• EXERCISE DESCRIPTION: Please count the lines in the data below that hold the word "chair", and give only the number.

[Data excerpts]
*** Block opens ***

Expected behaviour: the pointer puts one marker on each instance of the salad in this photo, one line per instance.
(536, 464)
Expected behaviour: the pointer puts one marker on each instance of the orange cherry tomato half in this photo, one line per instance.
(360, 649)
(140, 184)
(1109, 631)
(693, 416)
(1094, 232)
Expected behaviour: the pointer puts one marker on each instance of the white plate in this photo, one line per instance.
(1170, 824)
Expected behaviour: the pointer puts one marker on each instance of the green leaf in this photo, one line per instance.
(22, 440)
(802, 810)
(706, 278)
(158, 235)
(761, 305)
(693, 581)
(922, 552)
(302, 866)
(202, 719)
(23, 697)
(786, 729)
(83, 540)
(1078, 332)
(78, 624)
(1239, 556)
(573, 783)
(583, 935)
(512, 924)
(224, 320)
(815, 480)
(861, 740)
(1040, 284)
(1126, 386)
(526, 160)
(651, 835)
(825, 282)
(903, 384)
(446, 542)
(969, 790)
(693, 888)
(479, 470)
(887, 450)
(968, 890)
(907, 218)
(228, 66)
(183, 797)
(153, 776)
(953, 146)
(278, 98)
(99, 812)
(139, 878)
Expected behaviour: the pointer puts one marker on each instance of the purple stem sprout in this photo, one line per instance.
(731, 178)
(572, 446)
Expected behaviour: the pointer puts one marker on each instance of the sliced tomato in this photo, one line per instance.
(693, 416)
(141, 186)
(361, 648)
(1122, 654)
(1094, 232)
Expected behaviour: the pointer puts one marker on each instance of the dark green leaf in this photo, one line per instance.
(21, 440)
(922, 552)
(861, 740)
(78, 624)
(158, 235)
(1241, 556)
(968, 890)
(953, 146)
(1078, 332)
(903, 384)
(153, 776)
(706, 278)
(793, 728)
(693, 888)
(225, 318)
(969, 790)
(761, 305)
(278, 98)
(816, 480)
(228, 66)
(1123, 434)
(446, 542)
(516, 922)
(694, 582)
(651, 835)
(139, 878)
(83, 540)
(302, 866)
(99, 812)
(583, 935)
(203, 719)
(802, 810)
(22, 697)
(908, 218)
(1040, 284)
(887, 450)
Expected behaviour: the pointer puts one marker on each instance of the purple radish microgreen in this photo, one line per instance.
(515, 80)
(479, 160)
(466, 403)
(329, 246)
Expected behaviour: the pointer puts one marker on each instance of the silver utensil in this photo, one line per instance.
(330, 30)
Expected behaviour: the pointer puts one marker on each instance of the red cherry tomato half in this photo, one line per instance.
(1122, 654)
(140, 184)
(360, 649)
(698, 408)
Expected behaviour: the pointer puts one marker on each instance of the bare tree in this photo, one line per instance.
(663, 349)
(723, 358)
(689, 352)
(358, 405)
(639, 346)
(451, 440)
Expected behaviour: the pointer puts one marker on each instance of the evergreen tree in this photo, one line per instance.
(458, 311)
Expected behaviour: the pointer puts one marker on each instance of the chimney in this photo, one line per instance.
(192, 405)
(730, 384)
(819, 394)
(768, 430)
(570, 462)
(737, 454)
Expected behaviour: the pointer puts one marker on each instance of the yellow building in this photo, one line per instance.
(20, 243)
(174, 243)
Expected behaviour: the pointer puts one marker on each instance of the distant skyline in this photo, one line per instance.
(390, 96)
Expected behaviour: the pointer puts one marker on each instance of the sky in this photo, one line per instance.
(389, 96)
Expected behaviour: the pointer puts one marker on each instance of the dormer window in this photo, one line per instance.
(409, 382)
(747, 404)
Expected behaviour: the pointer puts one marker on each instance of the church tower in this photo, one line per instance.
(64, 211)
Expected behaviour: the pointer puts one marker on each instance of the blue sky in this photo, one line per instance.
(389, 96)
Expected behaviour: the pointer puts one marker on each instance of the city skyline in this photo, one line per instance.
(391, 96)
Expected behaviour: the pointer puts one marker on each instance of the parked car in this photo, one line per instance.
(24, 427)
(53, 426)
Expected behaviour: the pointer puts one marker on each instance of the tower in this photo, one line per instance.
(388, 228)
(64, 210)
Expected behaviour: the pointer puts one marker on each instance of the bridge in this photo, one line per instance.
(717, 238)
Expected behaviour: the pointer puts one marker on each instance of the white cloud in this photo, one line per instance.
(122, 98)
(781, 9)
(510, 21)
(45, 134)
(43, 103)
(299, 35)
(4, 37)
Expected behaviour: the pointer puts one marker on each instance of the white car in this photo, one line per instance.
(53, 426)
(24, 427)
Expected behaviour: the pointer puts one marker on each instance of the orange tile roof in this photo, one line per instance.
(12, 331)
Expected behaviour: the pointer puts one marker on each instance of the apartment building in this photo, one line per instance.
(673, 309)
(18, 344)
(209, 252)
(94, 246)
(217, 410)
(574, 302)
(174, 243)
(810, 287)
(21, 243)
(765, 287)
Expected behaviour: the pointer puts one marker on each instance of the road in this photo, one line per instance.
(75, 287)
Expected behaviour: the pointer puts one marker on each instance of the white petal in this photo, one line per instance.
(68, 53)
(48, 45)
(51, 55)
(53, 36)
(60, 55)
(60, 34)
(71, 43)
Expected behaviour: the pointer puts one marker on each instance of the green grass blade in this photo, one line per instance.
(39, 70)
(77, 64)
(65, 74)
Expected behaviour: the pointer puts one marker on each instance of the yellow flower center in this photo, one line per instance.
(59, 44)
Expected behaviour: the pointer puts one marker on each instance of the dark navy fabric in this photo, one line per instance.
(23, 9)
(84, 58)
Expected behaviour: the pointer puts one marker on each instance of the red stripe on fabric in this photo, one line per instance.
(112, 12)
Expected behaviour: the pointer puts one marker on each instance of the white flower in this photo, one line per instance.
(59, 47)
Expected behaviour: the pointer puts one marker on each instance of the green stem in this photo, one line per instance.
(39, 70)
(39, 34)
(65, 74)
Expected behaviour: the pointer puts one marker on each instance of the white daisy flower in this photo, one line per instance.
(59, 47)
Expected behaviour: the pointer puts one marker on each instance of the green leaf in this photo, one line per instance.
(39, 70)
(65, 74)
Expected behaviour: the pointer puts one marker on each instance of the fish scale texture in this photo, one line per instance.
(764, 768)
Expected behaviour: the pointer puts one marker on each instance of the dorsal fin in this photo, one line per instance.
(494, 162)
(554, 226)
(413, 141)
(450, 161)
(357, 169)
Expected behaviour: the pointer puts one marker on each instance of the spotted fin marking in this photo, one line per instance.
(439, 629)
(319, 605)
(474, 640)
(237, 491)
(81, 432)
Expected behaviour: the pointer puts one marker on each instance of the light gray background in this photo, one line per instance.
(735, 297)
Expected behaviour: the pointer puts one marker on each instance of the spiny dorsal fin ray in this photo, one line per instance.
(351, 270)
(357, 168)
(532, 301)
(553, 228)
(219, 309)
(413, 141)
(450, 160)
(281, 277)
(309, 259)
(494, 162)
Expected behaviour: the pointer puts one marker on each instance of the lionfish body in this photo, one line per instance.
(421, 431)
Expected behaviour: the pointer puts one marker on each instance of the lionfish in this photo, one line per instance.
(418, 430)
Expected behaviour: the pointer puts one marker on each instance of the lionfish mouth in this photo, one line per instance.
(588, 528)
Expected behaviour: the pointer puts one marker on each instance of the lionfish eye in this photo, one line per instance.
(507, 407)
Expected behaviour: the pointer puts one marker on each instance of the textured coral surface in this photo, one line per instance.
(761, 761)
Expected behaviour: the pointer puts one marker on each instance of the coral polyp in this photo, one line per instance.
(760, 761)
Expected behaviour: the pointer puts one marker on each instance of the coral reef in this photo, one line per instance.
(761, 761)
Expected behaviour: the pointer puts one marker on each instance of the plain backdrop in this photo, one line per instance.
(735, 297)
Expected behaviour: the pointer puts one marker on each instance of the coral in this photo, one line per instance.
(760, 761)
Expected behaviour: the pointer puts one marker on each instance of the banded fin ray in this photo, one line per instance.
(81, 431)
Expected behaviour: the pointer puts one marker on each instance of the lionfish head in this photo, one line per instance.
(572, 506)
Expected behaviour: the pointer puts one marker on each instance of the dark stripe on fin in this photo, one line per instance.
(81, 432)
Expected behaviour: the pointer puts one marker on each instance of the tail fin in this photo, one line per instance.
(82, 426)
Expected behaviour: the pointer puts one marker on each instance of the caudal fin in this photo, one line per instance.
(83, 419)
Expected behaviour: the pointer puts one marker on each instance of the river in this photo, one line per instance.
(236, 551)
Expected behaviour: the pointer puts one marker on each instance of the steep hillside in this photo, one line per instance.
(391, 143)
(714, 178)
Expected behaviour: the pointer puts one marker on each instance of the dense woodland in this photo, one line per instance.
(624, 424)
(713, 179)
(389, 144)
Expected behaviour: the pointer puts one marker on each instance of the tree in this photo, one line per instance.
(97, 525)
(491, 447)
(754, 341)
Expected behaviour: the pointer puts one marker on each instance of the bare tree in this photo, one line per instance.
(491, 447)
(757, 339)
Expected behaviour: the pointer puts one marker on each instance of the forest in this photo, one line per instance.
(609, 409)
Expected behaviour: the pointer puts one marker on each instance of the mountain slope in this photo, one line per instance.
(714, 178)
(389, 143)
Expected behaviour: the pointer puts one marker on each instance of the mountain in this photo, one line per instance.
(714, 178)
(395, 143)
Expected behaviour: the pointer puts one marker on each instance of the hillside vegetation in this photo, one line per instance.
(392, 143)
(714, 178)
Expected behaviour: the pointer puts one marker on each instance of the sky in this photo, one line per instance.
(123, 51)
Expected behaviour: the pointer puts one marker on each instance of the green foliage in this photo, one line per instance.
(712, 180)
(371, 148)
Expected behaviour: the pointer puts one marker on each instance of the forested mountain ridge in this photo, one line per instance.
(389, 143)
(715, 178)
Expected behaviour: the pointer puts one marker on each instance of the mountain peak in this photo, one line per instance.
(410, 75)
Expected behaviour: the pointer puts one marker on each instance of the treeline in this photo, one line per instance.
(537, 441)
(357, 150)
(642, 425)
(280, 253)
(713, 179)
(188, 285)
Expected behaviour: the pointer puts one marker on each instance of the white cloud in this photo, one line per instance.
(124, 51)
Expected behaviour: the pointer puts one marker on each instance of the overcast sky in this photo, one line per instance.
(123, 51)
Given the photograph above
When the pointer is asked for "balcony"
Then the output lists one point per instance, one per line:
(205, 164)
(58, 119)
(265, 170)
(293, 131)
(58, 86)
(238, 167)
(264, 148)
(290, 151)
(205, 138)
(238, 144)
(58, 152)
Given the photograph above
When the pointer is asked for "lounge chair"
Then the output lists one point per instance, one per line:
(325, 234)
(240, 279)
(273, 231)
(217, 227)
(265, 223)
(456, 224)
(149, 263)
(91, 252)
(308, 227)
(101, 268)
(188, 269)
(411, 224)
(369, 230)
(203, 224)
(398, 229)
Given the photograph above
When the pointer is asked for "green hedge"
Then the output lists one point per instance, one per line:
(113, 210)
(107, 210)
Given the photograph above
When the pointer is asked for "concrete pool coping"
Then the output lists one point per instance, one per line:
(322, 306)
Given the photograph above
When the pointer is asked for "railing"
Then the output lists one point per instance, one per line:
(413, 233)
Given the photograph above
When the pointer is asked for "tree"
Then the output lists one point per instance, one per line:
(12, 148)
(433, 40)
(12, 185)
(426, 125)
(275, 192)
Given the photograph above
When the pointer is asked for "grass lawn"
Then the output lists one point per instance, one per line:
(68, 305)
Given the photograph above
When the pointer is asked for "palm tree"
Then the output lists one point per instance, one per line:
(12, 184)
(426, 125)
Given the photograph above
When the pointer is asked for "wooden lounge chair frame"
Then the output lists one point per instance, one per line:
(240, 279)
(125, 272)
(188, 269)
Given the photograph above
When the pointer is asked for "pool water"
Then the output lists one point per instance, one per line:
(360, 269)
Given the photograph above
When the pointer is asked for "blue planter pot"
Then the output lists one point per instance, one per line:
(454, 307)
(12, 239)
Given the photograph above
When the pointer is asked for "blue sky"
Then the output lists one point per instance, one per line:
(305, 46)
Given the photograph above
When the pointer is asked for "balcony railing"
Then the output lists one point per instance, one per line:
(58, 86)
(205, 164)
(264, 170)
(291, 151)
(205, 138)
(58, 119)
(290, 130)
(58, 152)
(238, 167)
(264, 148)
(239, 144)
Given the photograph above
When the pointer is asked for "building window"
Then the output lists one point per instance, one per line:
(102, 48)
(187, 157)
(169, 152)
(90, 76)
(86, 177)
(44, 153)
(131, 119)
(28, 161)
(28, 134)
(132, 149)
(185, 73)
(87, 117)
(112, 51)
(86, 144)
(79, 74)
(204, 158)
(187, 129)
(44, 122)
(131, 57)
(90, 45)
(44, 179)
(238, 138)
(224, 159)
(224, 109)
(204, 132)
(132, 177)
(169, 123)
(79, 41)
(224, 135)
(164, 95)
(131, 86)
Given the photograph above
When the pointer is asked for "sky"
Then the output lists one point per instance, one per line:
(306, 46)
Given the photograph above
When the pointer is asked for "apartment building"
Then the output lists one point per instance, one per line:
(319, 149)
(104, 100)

*** Block closes ***

• ANSWER SPACE: 2